• [Problem to work on]
Only the lines from the line holding "Each instance of the dark" to the last line should be output, each exactly as given.

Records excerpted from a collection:
■ ■ ■ ■ ■

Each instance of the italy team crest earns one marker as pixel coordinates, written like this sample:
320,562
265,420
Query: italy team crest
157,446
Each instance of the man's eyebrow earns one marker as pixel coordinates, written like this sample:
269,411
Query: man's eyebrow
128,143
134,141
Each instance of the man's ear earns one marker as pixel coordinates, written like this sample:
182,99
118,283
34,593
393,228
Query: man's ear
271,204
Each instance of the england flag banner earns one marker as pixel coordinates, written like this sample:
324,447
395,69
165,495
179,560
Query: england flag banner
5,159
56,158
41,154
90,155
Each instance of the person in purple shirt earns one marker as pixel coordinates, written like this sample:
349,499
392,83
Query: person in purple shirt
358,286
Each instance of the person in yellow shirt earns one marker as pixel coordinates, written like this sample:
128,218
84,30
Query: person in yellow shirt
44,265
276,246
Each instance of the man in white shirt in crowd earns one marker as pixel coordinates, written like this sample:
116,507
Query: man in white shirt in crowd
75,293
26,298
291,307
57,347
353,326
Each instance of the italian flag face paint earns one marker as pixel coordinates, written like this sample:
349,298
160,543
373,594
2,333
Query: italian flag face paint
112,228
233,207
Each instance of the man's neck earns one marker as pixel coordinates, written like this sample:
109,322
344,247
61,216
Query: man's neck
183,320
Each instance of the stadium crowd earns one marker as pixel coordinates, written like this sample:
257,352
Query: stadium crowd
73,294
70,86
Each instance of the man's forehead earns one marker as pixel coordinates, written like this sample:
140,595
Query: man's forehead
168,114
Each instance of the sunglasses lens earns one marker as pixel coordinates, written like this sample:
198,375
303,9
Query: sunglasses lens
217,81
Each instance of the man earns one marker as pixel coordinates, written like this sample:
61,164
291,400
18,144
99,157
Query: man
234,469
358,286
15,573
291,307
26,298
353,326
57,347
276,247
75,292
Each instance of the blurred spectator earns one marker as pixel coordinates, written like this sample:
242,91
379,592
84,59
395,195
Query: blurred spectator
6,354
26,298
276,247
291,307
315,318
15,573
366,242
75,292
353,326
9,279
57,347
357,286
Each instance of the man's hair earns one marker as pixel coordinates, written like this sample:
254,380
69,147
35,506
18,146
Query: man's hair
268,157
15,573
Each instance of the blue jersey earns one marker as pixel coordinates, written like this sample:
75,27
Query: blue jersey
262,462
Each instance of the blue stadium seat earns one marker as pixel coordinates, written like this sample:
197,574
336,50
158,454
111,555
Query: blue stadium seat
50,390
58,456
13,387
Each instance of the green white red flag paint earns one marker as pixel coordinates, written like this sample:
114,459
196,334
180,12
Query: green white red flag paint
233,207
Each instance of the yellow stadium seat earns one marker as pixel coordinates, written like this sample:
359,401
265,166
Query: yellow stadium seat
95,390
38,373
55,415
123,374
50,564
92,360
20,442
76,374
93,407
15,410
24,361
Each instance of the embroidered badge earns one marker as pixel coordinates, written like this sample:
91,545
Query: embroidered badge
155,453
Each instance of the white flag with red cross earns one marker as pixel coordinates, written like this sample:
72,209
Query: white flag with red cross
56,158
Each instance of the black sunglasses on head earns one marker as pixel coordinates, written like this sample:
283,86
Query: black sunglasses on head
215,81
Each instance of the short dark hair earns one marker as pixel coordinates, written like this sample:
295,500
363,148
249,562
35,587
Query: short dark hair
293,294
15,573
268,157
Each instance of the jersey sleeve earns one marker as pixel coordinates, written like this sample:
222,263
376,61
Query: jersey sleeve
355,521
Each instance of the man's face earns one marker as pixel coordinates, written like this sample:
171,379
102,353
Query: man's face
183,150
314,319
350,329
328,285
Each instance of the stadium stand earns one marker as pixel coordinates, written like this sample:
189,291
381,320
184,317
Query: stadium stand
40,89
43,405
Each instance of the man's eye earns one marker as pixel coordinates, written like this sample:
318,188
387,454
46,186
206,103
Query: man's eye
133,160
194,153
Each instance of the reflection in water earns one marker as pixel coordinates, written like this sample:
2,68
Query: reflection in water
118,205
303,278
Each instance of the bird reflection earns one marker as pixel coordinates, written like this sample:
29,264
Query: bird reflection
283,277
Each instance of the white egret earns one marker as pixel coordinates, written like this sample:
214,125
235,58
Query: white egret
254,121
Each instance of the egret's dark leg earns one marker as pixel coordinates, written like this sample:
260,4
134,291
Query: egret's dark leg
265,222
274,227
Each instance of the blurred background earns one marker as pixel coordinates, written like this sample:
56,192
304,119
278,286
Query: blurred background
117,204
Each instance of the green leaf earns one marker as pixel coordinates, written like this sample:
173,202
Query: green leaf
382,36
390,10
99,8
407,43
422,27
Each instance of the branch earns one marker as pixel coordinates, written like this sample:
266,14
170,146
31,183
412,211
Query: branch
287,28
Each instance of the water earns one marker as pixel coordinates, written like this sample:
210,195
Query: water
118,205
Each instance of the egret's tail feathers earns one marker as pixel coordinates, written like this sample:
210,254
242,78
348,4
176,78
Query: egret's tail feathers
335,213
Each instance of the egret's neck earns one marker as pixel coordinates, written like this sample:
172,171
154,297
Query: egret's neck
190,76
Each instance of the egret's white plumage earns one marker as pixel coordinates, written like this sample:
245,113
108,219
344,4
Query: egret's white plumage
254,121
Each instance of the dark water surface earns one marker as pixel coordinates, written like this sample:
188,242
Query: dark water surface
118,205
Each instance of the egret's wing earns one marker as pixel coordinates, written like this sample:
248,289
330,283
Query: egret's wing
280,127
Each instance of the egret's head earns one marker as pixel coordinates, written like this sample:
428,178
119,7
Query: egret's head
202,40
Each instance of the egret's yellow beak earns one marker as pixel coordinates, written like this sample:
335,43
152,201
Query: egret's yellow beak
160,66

■ ■ ■ ■ ■

• [Written response]
Each instance of the dark water surface earns one marker as pixel coordinates, written like this sample:
188,242
Query: dark water surface
118,205
Each instance of the egret's wing earns one marker as pixel coordinates, written like this sample:
248,289
330,283
Query: egret's wing
280,127
Each instance of the egret's head earns one marker as pixel coordinates, written like this sample:
428,178
119,7
Query: egret's head
202,40
Each instance of the egret's yellow beak earns one marker as pixel coordinates, written like this sample:
335,43
152,201
Query: egret's yellow beak
160,66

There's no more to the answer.